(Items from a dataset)

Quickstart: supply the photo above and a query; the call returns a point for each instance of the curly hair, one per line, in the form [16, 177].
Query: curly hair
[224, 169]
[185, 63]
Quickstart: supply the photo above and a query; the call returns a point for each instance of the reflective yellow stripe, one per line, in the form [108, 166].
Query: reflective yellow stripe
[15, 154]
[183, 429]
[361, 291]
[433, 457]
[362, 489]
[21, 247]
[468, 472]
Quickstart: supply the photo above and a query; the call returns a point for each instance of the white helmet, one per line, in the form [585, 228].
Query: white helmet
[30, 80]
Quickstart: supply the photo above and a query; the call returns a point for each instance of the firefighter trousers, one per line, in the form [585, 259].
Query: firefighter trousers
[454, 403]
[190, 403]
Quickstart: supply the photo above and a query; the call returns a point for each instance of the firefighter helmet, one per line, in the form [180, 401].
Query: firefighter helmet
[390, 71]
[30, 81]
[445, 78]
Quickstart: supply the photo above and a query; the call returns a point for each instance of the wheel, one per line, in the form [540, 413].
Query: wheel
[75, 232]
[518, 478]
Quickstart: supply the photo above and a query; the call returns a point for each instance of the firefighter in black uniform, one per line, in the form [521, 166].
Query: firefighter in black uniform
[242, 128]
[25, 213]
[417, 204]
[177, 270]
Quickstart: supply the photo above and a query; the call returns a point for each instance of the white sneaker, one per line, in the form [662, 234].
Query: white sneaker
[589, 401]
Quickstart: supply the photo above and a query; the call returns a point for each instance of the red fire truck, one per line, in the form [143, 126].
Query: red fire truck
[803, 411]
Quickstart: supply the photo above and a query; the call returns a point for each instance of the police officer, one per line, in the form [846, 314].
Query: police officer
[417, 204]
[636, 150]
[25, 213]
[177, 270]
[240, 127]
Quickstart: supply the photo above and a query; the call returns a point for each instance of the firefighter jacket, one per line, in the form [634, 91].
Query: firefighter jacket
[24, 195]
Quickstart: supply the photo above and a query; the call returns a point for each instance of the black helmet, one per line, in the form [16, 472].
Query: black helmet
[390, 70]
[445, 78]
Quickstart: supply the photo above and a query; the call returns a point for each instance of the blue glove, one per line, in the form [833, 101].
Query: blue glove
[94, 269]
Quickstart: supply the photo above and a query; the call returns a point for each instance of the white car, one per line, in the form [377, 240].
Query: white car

• **Stated task**: Set down every line of the listing above again, exactly as given.

• **Task solution**:
Quickstart: supply the photo above and a query; the call returns a point for each instance of the curly hair, one per line, in the form [16, 177].
Query: curly hair
[224, 169]
[185, 63]
Quickstart: supply the photo above and a query; the call returns a point for each instance of the reflective yellow stripe, one per line, in the form [108, 166].
Query: reflective yellow stripe
[15, 154]
[183, 429]
[361, 291]
[433, 457]
[362, 489]
[21, 247]
[468, 472]
Quickstart: supply the photo above and a query; the call returns a point for each instance of the white helmet, one per line, in the form [585, 228].
Query: white helmet
[30, 80]
Quickstart: supply the photo above and a query; the call returns a point for each instance of the firefighter trousers, one per line, in the form [585, 259].
Query: firefighter trousers
[454, 403]
[190, 403]
Quickstart: supply the photo above and a query; the call returns a point for each instance of the firefighter helmet, one per line, in the form [180, 401].
Query: firefighter helmet
[390, 71]
[30, 81]
[445, 78]
Quickstart: supply the photo above and a query; the call returns a point for each instance of the wheel, one per line, in the form [540, 413].
Query: wheel
[75, 232]
[518, 478]
Quickstart: supply the photo above and a query; the call returns a point for each instance of the firefighter in black uniform, one per line, in the form [521, 166].
Query: firefighter in black uniform
[242, 128]
[25, 213]
[417, 204]
[177, 270]
Quickstart: supply the photo above and a query; the call returns a point for each instance of the white sneaker, one per line, in the form [662, 234].
Query: white sneaker
[589, 401]
Quickstart: supply the photo above and a query; the call returns a point for each instance of the red fire truck, one per line, in the form [143, 126].
Query: red fire truck
[803, 411]
Quickstart: supply the photo above and a query; the call returns a point for each instance of the police officer, one per line, in the form [846, 314].
Query: police officer
[417, 204]
[636, 150]
[25, 213]
[177, 270]
[240, 127]
Quickstart: supply the photo above and a query; the call returns a point for each instance of the firefighter jacket, one per line, in the form [634, 91].
Query: firefighter jacket
[24, 195]
Quickstart: supply the photo above and a query; the call returns a point for each instance of the black helmet, one per line, in the form [16, 472].
Query: black helmet
[390, 70]
[445, 78]
Quickstart: supply the photo above and a query; the call returns a point for each instance of the blue glove, one per line, in the form [833, 101].
Query: blue glove
[94, 269]
Quickstart: supply the photo above and a query; the call returns a point for each instance of the white car, one per line, in the form [377, 240].
Query: white car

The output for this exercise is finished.